- Description of the task -
Find each line of the items below that contains the string "shirt" and copy those lines. Case counts.

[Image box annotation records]
==========

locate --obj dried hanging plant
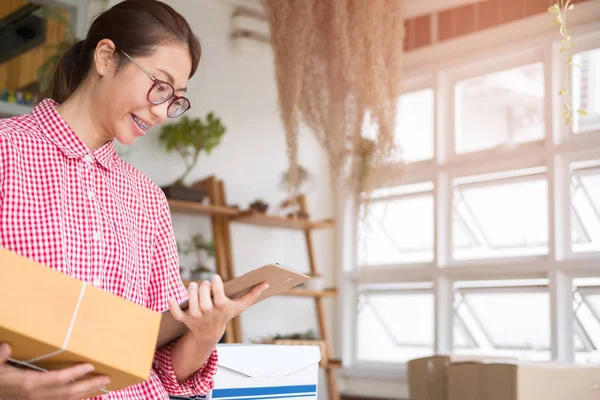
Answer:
[548,0,587,125]
[266,0,404,212]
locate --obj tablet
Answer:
[156,264,310,349]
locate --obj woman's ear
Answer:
[94,39,118,75]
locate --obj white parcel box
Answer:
[197,344,321,400]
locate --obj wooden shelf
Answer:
[279,288,337,297]
[0,100,33,116]
[233,210,333,231]
[169,199,239,216]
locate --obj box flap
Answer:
[217,344,321,378]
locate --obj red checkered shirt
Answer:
[0,99,217,400]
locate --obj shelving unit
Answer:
[169,181,342,400]
[0,100,33,116]
[232,210,333,231]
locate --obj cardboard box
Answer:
[0,249,161,391]
[190,344,321,400]
[407,355,510,400]
[447,361,485,400]
[482,362,600,400]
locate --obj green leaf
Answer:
[577,108,587,117]
[548,4,560,14]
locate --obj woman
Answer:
[0,0,267,400]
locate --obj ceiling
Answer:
[214,0,489,18]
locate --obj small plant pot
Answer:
[161,183,208,202]
[288,211,308,219]
[250,202,269,214]
[304,276,325,291]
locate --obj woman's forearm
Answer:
[171,332,215,383]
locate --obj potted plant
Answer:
[159,112,225,201]
[177,234,215,281]
[250,199,269,214]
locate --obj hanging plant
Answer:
[548,0,587,125]
[266,0,404,216]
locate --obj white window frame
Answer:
[336,1,600,382]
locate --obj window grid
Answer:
[342,32,600,369]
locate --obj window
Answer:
[571,48,600,134]
[340,26,600,373]
[454,281,550,360]
[453,168,548,260]
[396,89,434,162]
[455,63,545,154]
[358,182,433,266]
[573,278,600,364]
[571,160,600,252]
[356,283,434,363]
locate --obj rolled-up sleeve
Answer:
[147,192,218,396]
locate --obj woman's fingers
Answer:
[168,297,186,322]
[0,343,10,364]
[199,281,213,313]
[212,274,229,309]
[188,282,202,318]
[236,282,269,314]
[44,376,110,399]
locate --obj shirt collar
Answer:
[32,99,118,170]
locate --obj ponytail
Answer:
[52,40,89,104]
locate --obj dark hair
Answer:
[52,0,202,103]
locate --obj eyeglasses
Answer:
[121,50,191,118]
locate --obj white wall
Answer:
[120,0,335,399]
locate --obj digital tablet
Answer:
[156,264,310,349]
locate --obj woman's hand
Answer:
[0,343,110,400]
[169,275,269,344]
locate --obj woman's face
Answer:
[93,44,192,145]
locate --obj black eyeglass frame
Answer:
[121,50,192,118]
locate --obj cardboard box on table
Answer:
[407,354,510,400]
[486,362,600,400]
[0,249,314,400]
[0,249,161,394]
[174,344,321,400]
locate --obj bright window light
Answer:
[453,169,548,260]
[455,63,545,154]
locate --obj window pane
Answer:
[571,160,600,252]
[455,282,550,360]
[573,278,600,364]
[453,169,548,260]
[455,63,544,154]
[358,183,433,265]
[396,89,434,162]
[572,49,600,133]
[356,289,434,362]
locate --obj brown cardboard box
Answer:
[408,355,508,400]
[448,361,485,400]
[484,362,600,400]
[0,249,161,391]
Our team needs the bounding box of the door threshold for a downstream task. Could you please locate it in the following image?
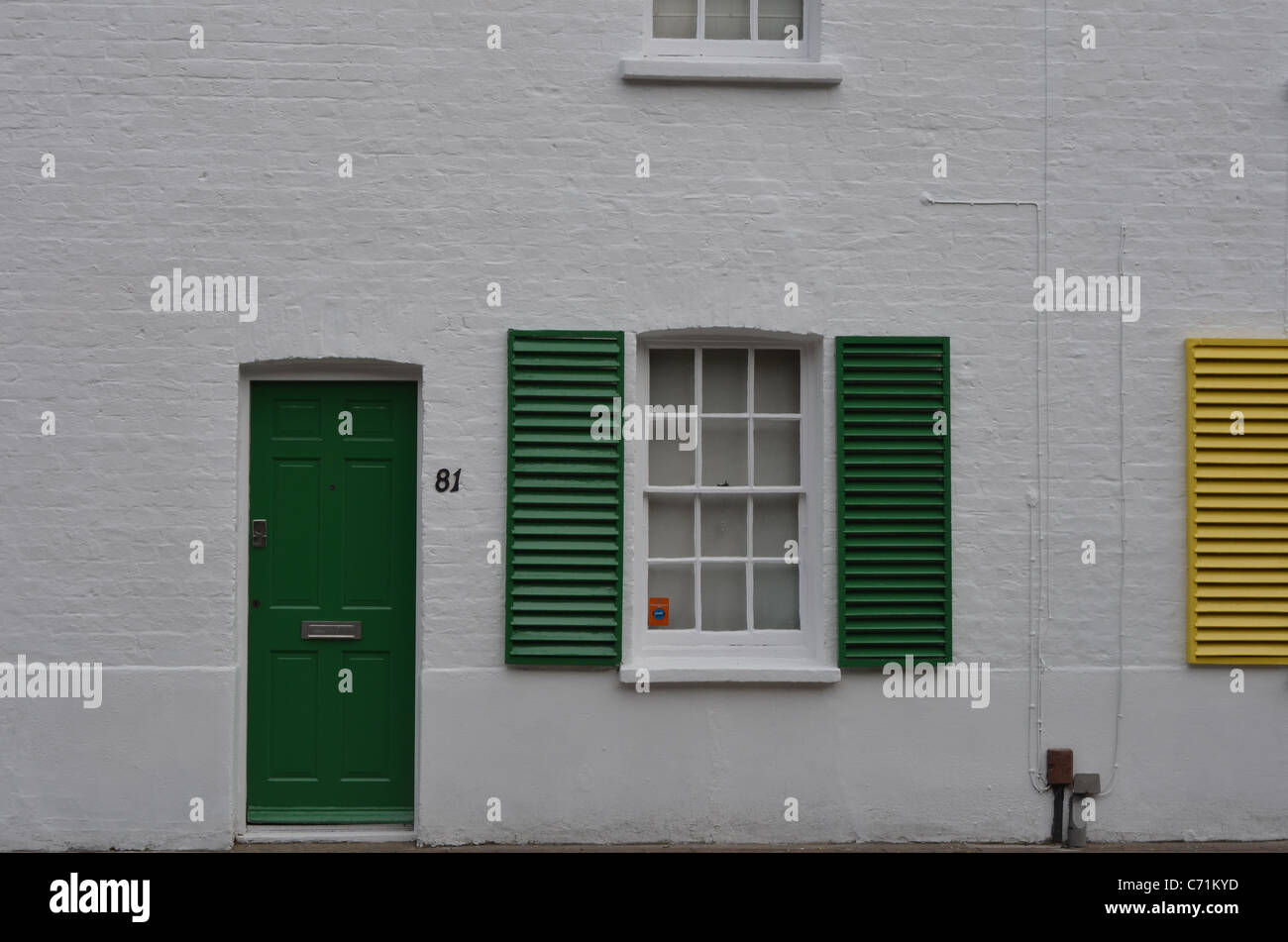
[237,825,416,844]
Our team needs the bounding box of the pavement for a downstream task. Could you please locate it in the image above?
[226,840,1288,853]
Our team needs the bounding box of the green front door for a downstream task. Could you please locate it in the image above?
[246,382,417,823]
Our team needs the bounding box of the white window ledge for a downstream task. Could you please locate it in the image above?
[618,658,841,683]
[622,55,842,85]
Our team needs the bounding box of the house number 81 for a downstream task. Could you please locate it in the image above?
[434,468,461,494]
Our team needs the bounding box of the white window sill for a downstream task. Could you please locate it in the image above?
[621,55,844,85]
[618,658,841,683]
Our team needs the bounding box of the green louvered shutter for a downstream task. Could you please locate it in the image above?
[505,331,625,664]
[836,337,953,667]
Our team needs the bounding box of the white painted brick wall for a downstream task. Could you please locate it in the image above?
[0,0,1288,847]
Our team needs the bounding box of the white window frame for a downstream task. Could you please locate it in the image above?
[621,331,840,683]
[644,0,823,61]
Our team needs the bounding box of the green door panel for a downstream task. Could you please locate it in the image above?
[246,382,417,823]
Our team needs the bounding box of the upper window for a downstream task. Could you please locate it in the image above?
[645,0,819,59]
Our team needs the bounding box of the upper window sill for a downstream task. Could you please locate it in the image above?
[622,55,844,85]
[618,658,841,683]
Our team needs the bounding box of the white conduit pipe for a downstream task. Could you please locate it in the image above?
[921,192,1045,792]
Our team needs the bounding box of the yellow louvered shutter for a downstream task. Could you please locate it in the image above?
[1185,340,1288,664]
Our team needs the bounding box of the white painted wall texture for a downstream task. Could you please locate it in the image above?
[0,0,1288,848]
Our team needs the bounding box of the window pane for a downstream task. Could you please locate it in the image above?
[654,563,697,631]
[648,439,696,486]
[751,495,800,559]
[700,418,747,487]
[648,350,693,405]
[702,563,747,632]
[702,494,747,556]
[752,563,802,629]
[752,418,802,487]
[707,0,751,39]
[702,350,747,412]
[653,0,698,39]
[648,496,693,558]
[754,350,802,412]
[756,0,805,43]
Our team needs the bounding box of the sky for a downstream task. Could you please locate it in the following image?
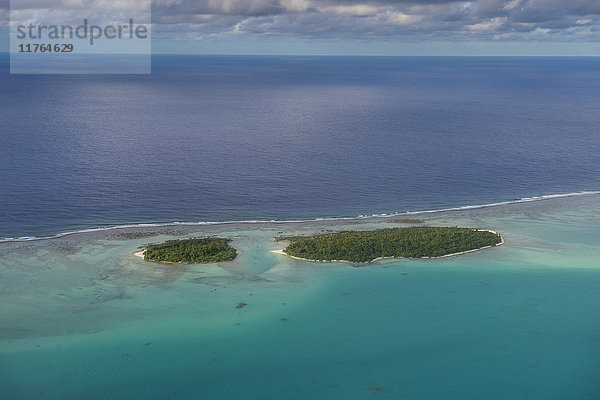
[0,0,600,56]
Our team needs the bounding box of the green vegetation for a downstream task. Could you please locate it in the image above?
[276,226,502,262]
[144,238,237,264]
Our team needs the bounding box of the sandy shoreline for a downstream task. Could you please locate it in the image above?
[270,229,504,264]
[133,249,146,260]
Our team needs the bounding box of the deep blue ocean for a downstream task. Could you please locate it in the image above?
[0,55,600,238]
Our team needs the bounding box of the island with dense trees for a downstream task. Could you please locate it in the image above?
[136,237,237,264]
[276,226,503,263]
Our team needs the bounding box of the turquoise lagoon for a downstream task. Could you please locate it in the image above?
[0,194,600,400]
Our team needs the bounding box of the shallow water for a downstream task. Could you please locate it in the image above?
[0,195,600,399]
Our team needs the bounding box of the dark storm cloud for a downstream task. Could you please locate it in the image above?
[0,0,600,41]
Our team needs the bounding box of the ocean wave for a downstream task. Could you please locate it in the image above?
[0,191,600,243]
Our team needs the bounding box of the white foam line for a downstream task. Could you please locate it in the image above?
[0,191,600,243]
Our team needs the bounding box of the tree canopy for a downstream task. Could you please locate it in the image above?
[277,226,502,262]
[144,238,237,264]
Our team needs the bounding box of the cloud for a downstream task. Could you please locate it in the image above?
[0,0,600,41]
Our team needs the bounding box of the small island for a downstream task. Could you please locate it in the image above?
[275,226,504,263]
[136,237,237,264]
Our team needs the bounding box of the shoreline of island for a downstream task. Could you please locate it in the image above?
[270,229,504,264]
[0,190,600,243]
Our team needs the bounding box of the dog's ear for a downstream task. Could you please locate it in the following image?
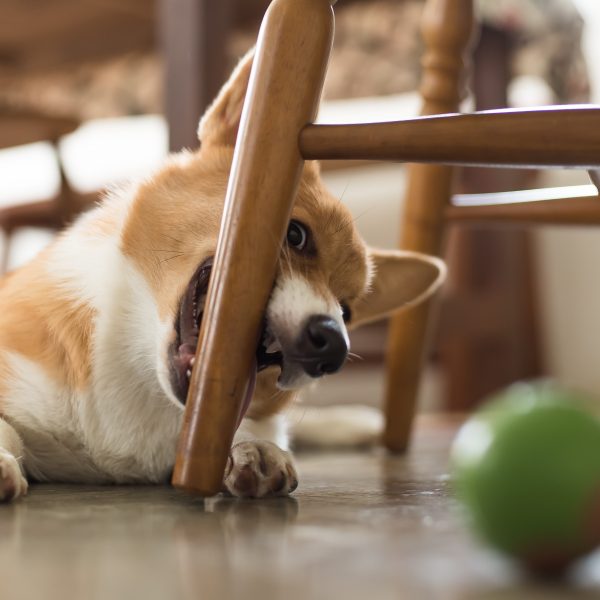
[349,249,446,329]
[198,48,254,146]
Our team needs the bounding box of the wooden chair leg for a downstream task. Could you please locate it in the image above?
[173,0,333,495]
[383,0,473,452]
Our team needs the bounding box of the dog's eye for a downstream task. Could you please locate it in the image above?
[286,221,308,251]
[340,302,352,323]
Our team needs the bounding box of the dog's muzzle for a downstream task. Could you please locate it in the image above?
[293,315,350,377]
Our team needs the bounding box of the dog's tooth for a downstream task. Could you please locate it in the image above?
[266,340,281,354]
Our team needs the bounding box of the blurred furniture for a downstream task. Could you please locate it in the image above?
[0,106,83,274]
[173,0,600,495]
[0,0,586,410]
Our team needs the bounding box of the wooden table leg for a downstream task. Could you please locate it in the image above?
[158,0,232,151]
[383,0,473,452]
[173,0,333,496]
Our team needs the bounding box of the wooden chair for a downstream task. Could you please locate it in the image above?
[173,0,600,495]
[0,107,86,275]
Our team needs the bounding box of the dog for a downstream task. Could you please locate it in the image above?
[0,54,444,501]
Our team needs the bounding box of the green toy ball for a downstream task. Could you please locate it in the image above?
[451,383,600,574]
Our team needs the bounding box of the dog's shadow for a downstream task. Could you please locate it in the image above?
[174,496,299,598]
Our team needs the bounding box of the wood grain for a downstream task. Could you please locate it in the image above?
[384,0,473,452]
[173,0,333,495]
[300,105,600,169]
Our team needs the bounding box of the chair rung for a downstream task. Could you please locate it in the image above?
[445,195,600,225]
[299,105,600,169]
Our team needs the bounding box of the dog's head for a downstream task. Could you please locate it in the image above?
[122,51,444,403]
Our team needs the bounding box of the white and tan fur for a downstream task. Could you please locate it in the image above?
[0,52,443,500]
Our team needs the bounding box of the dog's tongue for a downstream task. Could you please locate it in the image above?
[236,357,258,429]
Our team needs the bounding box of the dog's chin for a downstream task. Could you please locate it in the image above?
[277,366,315,392]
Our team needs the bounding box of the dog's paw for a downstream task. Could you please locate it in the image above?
[0,451,28,502]
[223,441,298,498]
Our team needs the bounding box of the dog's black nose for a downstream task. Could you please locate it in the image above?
[296,315,348,377]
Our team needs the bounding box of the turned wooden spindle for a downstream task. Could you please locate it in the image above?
[173,0,333,496]
[383,0,474,452]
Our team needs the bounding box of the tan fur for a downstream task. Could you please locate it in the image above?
[0,250,94,394]
[0,45,444,500]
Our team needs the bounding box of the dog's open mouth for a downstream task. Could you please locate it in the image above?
[169,257,283,408]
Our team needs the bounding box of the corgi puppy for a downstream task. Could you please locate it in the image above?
[0,55,444,501]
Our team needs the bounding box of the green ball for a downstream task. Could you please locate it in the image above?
[451,383,600,572]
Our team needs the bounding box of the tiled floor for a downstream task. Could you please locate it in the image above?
[0,417,600,600]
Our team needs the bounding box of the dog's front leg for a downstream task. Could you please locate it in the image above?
[0,419,27,502]
[223,417,298,498]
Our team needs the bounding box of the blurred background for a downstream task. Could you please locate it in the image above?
[0,0,600,411]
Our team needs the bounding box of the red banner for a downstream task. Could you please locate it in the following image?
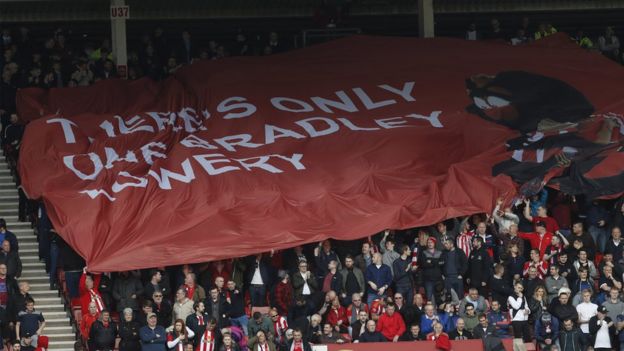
[18,36,624,271]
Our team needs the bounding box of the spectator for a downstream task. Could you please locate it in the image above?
[15,300,45,347]
[598,27,620,61]
[467,236,492,296]
[139,313,167,351]
[167,319,195,351]
[588,306,615,351]
[171,289,193,326]
[545,265,569,303]
[559,319,583,351]
[80,302,100,340]
[510,283,531,342]
[89,310,119,351]
[449,318,473,340]
[0,240,22,278]
[420,236,445,300]
[358,320,387,343]
[365,253,392,306]
[119,308,141,351]
[219,331,240,351]
[113,271,143,312]
[248,328,276,351]
[152,290,173,326]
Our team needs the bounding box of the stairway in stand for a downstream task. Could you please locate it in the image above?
[0,151,76,351]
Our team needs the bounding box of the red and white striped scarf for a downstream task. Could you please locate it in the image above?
[199,329,215,351]
[89,289,104,313]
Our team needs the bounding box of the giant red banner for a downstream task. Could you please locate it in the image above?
[18,36,624,271]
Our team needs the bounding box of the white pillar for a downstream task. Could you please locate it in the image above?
[111,0,128,78]
[418,0,434,38]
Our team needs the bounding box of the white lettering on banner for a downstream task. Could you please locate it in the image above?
[311,90,358,113]
[63,152,104,180]
[405,111,444,128]
[180,134,218,150]
[379,82,416,102]
[271,97,314,113]
[375,117,413,129]
[46,118,78,144]
[147,158,195,190]
[214,134,262,152]
[193,154,240,175]
[295,117,340,138]
[353,88,396,110]
[264,124,305,144]
[217,96,257,119]
[141,141,167,165]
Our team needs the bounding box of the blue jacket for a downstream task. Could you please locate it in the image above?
[365,264,392,294]
[139,325,167,351]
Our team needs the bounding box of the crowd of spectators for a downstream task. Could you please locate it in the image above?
[0,14,624,351]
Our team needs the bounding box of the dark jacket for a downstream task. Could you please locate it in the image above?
[89,321,118,351]
[119,320,141,351]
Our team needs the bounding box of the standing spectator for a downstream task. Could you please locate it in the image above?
[340,255,364,306]
[467,236,492,296]
[379,230,400,275]
[113,271,143,312]
[119,308,141,351]
[15,300,45,346]
[559,319,583,351]
[418,236,445,300]
[588,306,615,351]
[152,290,173,326]
[358,319,387,343]
[89,310,119,351]
[167,319,195,351]
[392,245,416,301]
[171,289,193,323]
[598,27,620,61]
[365,253,392,306]
[442,240,468,301]
[0,240,22,278]
[139,314,167,351]
[507,283,531,342]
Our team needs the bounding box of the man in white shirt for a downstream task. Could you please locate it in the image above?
[576,289,598,340]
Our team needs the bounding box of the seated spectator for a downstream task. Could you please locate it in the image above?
[167,319,195,351]
[143,269,170,299]
[377,303,406,342]
[78,268,106,316]
[118,308,141,351]
[180,273,206,302]
[535,312,559,350]
[321,323,344,344]
[247,312,275,336]
[487,301,511,338]
[80,302,100,340]
[89,310,119,351]
[172,289,193,321]
[139,313,167,351]
[15,300,45,347]
[449,318,472,340]
[219,331,240,351]
[113,271,143,312]
[152,290,173,326]
[349,311,368,342]
[358,320,387,343]
[545,265,569,302]
[248,328,276,351]
[459,288,489,318]
[0,240,22,278]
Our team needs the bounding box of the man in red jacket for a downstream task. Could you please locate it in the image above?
[377,303,405,342]
[518,221,553,259]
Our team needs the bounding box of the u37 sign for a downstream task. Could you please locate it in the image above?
[111,6,130,19]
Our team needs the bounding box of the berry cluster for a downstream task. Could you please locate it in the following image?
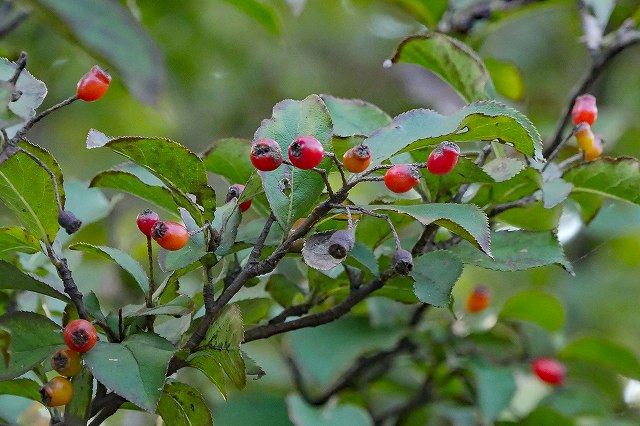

==========

- Correct response -
locate --obj red checkered shirt
locate --obj shirt collar
Our team needs the bounding box of the man in white shirt for a downstream task. Could you please locate it in the image above?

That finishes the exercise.